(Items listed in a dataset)
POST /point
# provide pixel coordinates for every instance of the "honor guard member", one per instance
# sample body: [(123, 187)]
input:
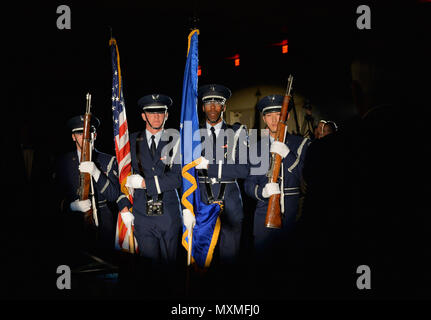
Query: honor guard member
[(269, 241), (156, 205), (221, 167), (104, 171)]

» **DESCRIPTION OF THE TASK**
Each entry above needs to be restated without a single word changed; skip the images.

» **RESULT**
POST /point
# provide pixel coordinates for every instance of the "honor guard member", one per instance
# sample body: [(123, 187)]
input:
Query: honor guard member
[(269, 241), (156, 205), (221, 167), (104, 171)]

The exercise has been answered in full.